§ **GIVEN TASK**:
Please copy the taper attachment thread word for word, from "## wa5cab (Jul 25, 2015)" up to and including "in the nut.".
— START TEXT EXCERPT —
Dern you guys always adding to my project list. Things just keep going on the list but not to many being made yet. Seems like I'm gona have to work till I'm at least a hundred years old , god I love this , just wish I had more money and room . Nice job on your taper attachment , I think it will do everything you need for years to come. Hey it hands value to your lathe too. I've gotten use to offsetting the tail stock for tapers, this will be easier.


----------



## wa5cab (Jul 23, 2015)

David,

It has been a while since I saw photos of your Sphere.  It might have a hand wheel pinned to the cross feed screw instead of a crank and a Woodruff key.  But although the Atlas 9" and early 10" did have a small wheel or knob for driving the compound, and an intermediate size handwheel on the cross feed, from 10D (and equivalent 12") on, they have had cranks in both locations.  And both the wheels and the cranks float on the shafts between two nuts and are kept from rotating by a Woodruff key.


----------



## thomas s (Jul 23, 2015)

Nice thanks for posting.


----------



## Round in circles (Jul 23, 2015)

I think I've  got it sussed Robert ,  now all I need is the plans  . 
 Bakelite cover removed , leaves a threaded hole




 The securing/locating screw that holds the cross feed driving brass nut will leave a second locating hole for the taper attachment . ( Arragh I didn't check to see if it is threaded in its own right ) 




The cross feed brass driver nut





 When started to look at depth in to taking the hand wheel off  , under all the  crud that i thought may be a blind pin it had a well worn slotted grub screw running into one side of a champhered hole in the operating shaft .

The only feathered /keyed thing on the shaft is the power cross feed gear . There must be a good 3/32 th of end float  in the shaft including including movement  where the brass driving nut is anchored to the cross feed body .  I've  turned a thick steel washer down to reduce as much as I dare by putting it between the hand wheel boss and the index reference collar .


----------



## wa5cab (Jul 25, 2015)

David,

OK.  Your cross-feed screw is different from the later (meaning at least 10 F on) Atlas.  On them, the outer end of the cross feed screw is threaded 3/8"-24 from the outer end up and into where the dial sits.  There is a thin pattern nut (AKA jam nut) between the crank (on yours, handwheel) and the dial and a nut on the outer end of the screw.  The crank is prevented from turning on the screw by a woodruff key.  And by differential adjustment of the two nuts, you can reduce the end float of the screw essentially to zero.

And the hole that the round head screw securing the cross-feed nut to the cross slide goes through is not threaded.  Threads are in the nut.


----------



## AB2ZI (Jul 30, 2015)

terrywerm said:


> Nice job on the taper attachment. I also see that I am not the only one that uses an old cookie sheet for catching the majority of chips under the lathe.



Ha!  Me too!  Mine's more of a pizza tray... Round but works (for the most part).

Kevin


----------



## The Liberal Arts Garage (Oct 12, 2015)

Commercial baking sheet. ------ $2.00 yardsale just right...........BLJHB.


----------
— END TEXT EXCERPT —
— START PROVIDED MATERIAL —
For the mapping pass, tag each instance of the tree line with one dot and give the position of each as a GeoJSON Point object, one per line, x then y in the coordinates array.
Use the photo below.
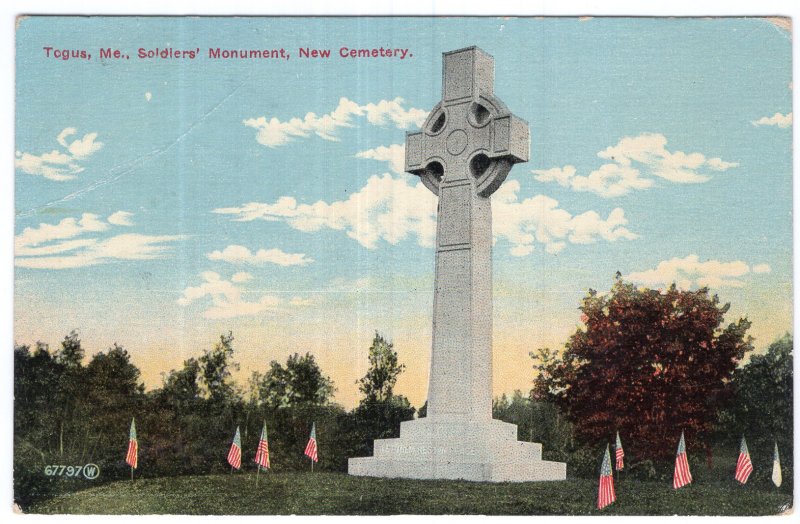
{"type": "Point", "coordinates": [646, 363]}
— END PROVIDED MATERIAL —
§ **TASK SOLUTION**:
## wa5cab (Jul 25, 2015)

David,

OK.  Your cross-feed screw is different from the later (meaning at least 10 F on) Atlas.  On them, the outer end of the cross feed screw is threaded 3/8"-24 from the outer end up and into where the dial sits.  There is a thin pattern nut (AKA jam nut) between the crank (on yours, handwheel) and the dial and a nut on the outer end of the screw.  The crank is prevented from turning on the screw by a woodruff key.  And by differential adjustment of the two nuts, you can reduce the end float of the screw essentially to zero.

And the hole that the round head screw securing the cross-feed nut to the cross slide goes through is not threaded.  Threads are in the nut.